** Start Given entries **
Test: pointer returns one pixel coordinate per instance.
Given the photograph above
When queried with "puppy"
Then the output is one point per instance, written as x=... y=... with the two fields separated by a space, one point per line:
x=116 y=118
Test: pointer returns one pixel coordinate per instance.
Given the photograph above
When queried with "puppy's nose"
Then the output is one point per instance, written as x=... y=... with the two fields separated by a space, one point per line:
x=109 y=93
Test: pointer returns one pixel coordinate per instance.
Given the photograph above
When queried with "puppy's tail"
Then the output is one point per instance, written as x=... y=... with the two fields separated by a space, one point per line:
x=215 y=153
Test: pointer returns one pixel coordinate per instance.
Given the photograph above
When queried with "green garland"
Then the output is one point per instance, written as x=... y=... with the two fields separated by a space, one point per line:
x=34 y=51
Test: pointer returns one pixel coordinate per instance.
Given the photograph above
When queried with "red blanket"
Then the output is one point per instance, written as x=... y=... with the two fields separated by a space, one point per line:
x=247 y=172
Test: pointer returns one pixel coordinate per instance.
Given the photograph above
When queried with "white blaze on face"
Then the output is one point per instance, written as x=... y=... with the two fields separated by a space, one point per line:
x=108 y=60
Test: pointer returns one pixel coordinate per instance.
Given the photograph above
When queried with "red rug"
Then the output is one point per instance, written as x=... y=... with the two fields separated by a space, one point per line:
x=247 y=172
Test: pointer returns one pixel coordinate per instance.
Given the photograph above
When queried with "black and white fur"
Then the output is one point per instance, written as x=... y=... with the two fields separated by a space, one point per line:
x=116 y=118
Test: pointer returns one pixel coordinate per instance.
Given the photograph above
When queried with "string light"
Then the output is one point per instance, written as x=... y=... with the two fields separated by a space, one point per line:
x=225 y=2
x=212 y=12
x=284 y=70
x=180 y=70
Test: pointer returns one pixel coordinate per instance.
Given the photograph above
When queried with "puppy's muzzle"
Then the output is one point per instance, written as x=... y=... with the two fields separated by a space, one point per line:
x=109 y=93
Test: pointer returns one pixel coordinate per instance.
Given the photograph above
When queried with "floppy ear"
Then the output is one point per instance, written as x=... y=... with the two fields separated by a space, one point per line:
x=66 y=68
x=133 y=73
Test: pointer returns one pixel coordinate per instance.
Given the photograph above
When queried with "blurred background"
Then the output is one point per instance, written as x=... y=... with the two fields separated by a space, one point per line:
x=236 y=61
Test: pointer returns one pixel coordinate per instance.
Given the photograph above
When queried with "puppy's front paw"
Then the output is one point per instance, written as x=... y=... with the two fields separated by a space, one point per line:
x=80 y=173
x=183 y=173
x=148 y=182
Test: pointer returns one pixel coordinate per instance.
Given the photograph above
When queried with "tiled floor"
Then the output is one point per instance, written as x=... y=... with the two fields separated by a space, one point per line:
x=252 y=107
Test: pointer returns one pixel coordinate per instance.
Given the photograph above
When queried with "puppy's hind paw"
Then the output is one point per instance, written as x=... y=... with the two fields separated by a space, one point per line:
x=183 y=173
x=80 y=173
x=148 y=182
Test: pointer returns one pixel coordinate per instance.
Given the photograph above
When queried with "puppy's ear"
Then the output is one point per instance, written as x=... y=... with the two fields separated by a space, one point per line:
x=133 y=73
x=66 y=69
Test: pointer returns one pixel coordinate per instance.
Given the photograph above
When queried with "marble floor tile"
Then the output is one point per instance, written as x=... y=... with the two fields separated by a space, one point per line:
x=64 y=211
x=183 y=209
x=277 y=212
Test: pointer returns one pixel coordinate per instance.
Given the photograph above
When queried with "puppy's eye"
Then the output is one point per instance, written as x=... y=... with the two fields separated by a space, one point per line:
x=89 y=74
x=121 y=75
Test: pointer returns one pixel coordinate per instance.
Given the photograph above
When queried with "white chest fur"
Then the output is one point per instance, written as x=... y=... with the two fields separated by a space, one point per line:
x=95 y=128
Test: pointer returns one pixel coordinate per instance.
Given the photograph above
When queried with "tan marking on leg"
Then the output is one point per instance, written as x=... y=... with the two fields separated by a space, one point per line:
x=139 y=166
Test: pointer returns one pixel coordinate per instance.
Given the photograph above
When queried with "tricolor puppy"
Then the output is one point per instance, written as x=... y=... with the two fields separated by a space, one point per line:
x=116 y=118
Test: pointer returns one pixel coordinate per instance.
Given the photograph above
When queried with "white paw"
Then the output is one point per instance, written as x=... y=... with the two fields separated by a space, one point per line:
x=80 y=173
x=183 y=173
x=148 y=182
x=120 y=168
** End Given entries **
Every entry should be output exactly as written, please.

Test: pointer returns one pixel coordinate per instance.
Given the photograph above
When queried with "puppy"
Then the output is one point per instance, written as x=... y=... with the two fields separated by a space, one point per line:
x=116 y=118
Test: pointer returns one pixel coordinate per instance.
Given the photograph above
When queried with "puppy's nose"
Then the output is one point per instance, written as x=... y=... with the two fields separated by a space, one point per line:
x=109 y=93
Test: pointer returns one pixel coordinate per instance.
Given the photograph above
When queried with "puppy's tail"
Then the output is one point per instance, written as x=... y=... with the two fields separated by a space, one point per line:
x=215 y=153
Test: pointer returns one pixel coordinate per instance.
Given the photograph above
When queried with "green garland"
Then the output is one point per instance, written as x=... y=... with the two fields separated by a space, one point per line:
x=34 y=51
Test: pointer returns one pixel coordinate per instance.
Given the photograph above
When queried with "red blanket"
Then the output is one point per instance, written as x=... y=... with the two fields separated by a space, one point per line:
x=247 y=172
Test: pointer returns one pixel coordinate per instance.
Given the photograph above
When queried with "white blaze on face"
Then the output is one point per instance, written as x=... y=... with the two fields separated by a space, one point per line:
x=108 y=60
Test: pointer returns one pixel coordinate per instance.
Given the photograph above
When queried with "red rug"
Then the output is one point per instance, written as x=... y=... with the two fields separated by a space, one point per line:
x=247 y=172
Test: pointer returns one pixel coordinate per instance.
Given the photograph above
When queried with "black and white fur"
Then the output is one point per instance, written as x=... y=... with the two fields separated by a space, one point per line:
x=116 y=118
Test: pointer returns one pixel coordinate per instance.
Given the photograph above
When queried with "string light"
Then the output is one point per instance, written as x=... y=... with the two fields separated by a space, one point per line:
x=225 y=2
x=212 y=12
x=284 y=70
x=180 y=70
Test: pointer returns one pixel coordinate per instance.
Given the photograph above
When queried with "puppy's muzzle"
Then the output is one point per instance, written as x=... y=... with the two fields separated by a space, one point per line:
x=109 y=93
Test: pointer returns one pixel coordinate per instance.
Given the photograph above
When queried with "floppy ear"
Then the output is one point per instance, written as x=... y=... with the two fields separated by a space, one point per line:
x=66 y=68
x=133 y=73
Test: pointer returns one pixel coordinate per instance.
Given the photograph above
When queried with "blurred background"
Then the output is one point per instance, written as x=... y=... with the two fields separated by a space, one point per line:
x=236 y=61
Test: pointer returns one pixel coordinate per instance.
Given the photograph above
When queried with "puppy's front paw"
Then the output is one point per instance, written as x=... y=... with the two fields separated by a space, one point per line:
x=80 y=173
x=183 y=173
x=148 y=182
Test: pointer returns one pixel coordinate per instance.
Given the photograph above
When queried with "tiled floor"
Then the output is one point per instance, written as x=... y=... with the two fields separated by a space, one point per line:
x=252 y=107
Test: pointer returns one pixel coordinate per instance.
Given the photograph above
When queried with "puppy's hind paw"
Then the output is one point per instance, written as x=... y=... with the two fields separated by a space, one point per line:
x=183 y=173
x=80 y=173
x=148 y=182
Test: pointer returns one pixel coordinate per instance.
Given the photograph above
When queried with "puppy's ear"
Then the output is one point per instance, written as x=... y=... with the two fields separated by a space, one point per line:
x=133 y=73
x=66 y=69
Test: pointer returns one pixel coordinate per instance.
Given the photograph above
When queried with "marble floor tile"
Then the output is one point per instance, written as x=... y=... with the two fields separated by a space, one point per line:
x=64 y=211
x=183 y=209
x=277 y=212
Test: pointer returns one pixel coordinate per instance.
Given the photograph above
When queried with "puppy's eye"
Then the output is one point per instance, written as x=... y=... with the two fields separated by a space, one point per line:
x=89 y=74
x=121 y=75
Test: pointer returns one pixel coordinate per instance.
Given the photograph above
When queried with "white chest fur"
Then the output is one point per instance, written as x=... y=... with the two fields separated by a space, one point per line:
x=95 y=128
Test: pointer returns one pixel coordinate per instance.
Given the photograph above
When queried with "tan marking on leg"
Then the output is one point per instance, written as x=... y=... with the two fields separated by a space, one point per line:
x=139 y=166
Test: pointer returns one pixel coordinate per instance.
Given the photograph above
When queried with "tricolor puppy"
Then the output is one point per instance, written as x=... y=... with the two fields separated by a space, one point per line:
x=116 y=118
Test: pointer returns one pixel coordinate per instance.
Given the photograph above
When queried with "white paw"
Then the output is one point per instance, written as x=... y=... with the two fields separated by a space, one point per line:
x=80 y=173
x=183 y=173
x=148 y=182
x=120 y=168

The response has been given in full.